- 提供文章:
聞いてほしい誰かに、意を決して悩みを打ち明けた時
「なぁんだ、そんなことで悩んでたわけ?」という言葉で
済まされてしまうのは、かなり辛い。
打ち明けた悩みより遥かに大きなダメージを受けてしまうことだってあります。
数少ない女性消防士として働き始め、友達とすれ違う女の子。
娘が入園した幼稚園で、ママ友デビューに緊張する若い母親。
家庭での鬱憤を、学校で女王然と振舞うことでしか晴らせない小学生。
職場での女同士の小競り合いにうんざりし、家をジャングル化してしまう女性。
罪の意識に縛られ、小さな文房具店で囚われ人のように生きる女店主。
仲良しグループに居続けるため、柄にもないキャラ作りに追われる中学生。
女友達に裏切られ、友情が信じられなくなって男に逃げ込もうとする女性。

- 提供資料:

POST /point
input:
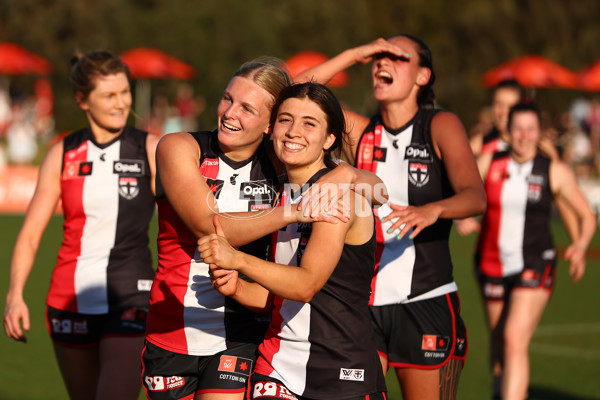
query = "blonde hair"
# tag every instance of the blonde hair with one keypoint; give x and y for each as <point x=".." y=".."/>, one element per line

- 課題:
**A.** 女性たちの悩みを描いた文章で、職場での女同士の小競り合いにうんざりした女性は、家をどうしてしまうとされていますか。
**B.** 女性たちの悩みを描いた文章から、「聞いてほしい誰かに、意を決して悩みを打ち明けた時」と「女友達に裏切られ、友情が信じられなくなって男に逃げ込もうとする女性。」の間を、両端を含めてそのまま返してください。
**C.** 女性たちの悩みを描いた文章の続きを、最後の文の後から書き継いでください。

- 課題別の解答:
**A.** ジャングル化してしまう。

**B.**
聞いてほしい誰かに、意を決して悩みを打ち明けた時
「なぁんだ、そんなことで悩んでたわけ?」という言葉で
済まされてしまうのは、かなり辛い。
打ち明けた悩みより遥かに大きなダメージを受けてしまうことだってあります。
数少ない女性消防士として働き始め、友達とすれ違う女の子。
娘が入園した幼稚園で、ママ友デビューに緊張する若い母親。
家庭での鬱憤を、学校で女王然と振舞うことでしか晴らせない小学生。
職場での女同士の小競り合いにうんざりし、家をジャングル化してしまう女性。
罪の意識に縛られ、小さな文房具店で囚われ人のように生きる女店主。
仲良しグループに居続けるため、柄にもないキャラ作りに追われる中学生。
女友達に裏切られ、友情が信じられなくなって男に逃げ込もうとする女性。

**C.**
閉じられた小さな世界で彼女たちが抱える悩みは
女性なら誰でも、これまでの人生の中で通過してきたものだったり
たぶんこれから味わうことになるであろうものだったりして、胸がしくしく痛みます。
でも、ひょいとさりげなく手を差し伸べてくれる人や
肩の力をぬいて、ふと明日を思う余裕が生まれる瞬間が
ちゃんと用意されているのが、とてもうれしい。
7つの短編それぞれの人物相関図が、はしっこでちょこっと繋がっているかのような
登場人物たちの奥ゆかしい繋がり具合も素敵。
ずっと児童文学を書いてこられた魚住直子さんらしく
ひとつひとつの言葉が、読者に誤解なくまっすぐ届くよう
本当に丁寧に綴られていて、文章の清々しさにも心打たれる1冊です。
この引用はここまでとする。